What to produce:
In the entries below, the line with "Where can the tree" marks the start. Return it and every following line exactly, ending with the last.

(Excerpted data)

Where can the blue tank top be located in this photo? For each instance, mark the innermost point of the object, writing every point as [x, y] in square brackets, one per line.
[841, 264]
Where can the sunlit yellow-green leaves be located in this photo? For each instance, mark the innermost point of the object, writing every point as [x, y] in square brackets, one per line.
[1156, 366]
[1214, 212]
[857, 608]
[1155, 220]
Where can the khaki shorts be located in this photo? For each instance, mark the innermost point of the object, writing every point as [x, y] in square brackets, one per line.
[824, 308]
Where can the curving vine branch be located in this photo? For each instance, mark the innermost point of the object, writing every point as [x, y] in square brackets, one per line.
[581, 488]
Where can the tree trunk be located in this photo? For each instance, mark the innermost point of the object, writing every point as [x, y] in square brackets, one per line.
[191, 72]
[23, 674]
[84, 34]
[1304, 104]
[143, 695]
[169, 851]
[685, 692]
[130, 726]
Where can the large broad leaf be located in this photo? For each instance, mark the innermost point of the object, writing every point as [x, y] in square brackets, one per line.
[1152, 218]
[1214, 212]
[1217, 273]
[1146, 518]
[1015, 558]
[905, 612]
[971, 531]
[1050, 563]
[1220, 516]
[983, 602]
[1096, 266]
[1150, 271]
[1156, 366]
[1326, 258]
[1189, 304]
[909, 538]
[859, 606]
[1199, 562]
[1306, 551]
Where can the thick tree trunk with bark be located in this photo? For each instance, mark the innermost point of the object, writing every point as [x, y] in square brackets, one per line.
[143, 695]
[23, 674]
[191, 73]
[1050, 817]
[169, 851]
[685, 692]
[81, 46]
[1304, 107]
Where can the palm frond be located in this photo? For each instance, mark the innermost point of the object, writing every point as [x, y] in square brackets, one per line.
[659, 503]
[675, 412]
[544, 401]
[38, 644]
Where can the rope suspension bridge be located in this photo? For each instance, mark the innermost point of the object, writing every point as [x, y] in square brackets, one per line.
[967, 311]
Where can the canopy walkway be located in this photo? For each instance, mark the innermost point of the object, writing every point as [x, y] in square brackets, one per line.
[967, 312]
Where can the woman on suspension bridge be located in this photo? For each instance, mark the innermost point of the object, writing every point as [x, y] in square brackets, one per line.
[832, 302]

(End Excerpted data)

Solution:
Where can the tree trunk be located in this photo? For each instance, mark the innermost point of the object, writing every point as [x, y] in square brackets, one per line.
[191, 72]
[23, 674]
[84, 34]
[1304, 104]
[143, 695]
[169, 851]
[685, 692]
[130, 726]
Where can the large broad leaf be located in this photo? For each instance, mark the innermost point of the object, writing every point as [x, y] in square brackets, one per line.
[1152, 218]
[1214, 212]
[1217, 273]
[1146, 518]
[1015, 558]
[905, 612]
[971, 531]
[1050, 563]
[1220, 516]
[983, 602]
[1096, 266]
[1150, 271]
[1156, 366]
[1326, 258]
[1189, 304]
[909, 538]
[859, 606]
[1199, 562]
[1306, 551]
Where can the thick tree trunk with bark be located in this photo? For each instance, mark the innermost point of the object, writing every point as [x, y] in square brackets, one per line.
[143, 695]
[23, 674]
[191, 73]
[1050, 817]
[169, 851]
[685, 692]
[81, 46]
[1304, 107]
Where can the palm frond be located in this photo? For each instance, mark the innermost point of the object, writing every point as [x, y] in square brackets, one per line.
[659, 503]
[675, 412]
[544, 401]
[38, 644]
Where can the rope suspension bridge be located in this photo? For each instance, mark the innermost point of the object, writing every point as [x, y] in square brackets, one per line.
[967, 311]
Where can the canopy walkway be located in this photo? For each instance, mark the innermost point of the object, writing every point as [x, y] in square brackets, one per line.
[967, 312]
Where can the woman on suspension bridge be located in this photo? For each instance, mark the innermost point of the object, writing every point as [x, y] in square brackets, one per line.
[832, 302]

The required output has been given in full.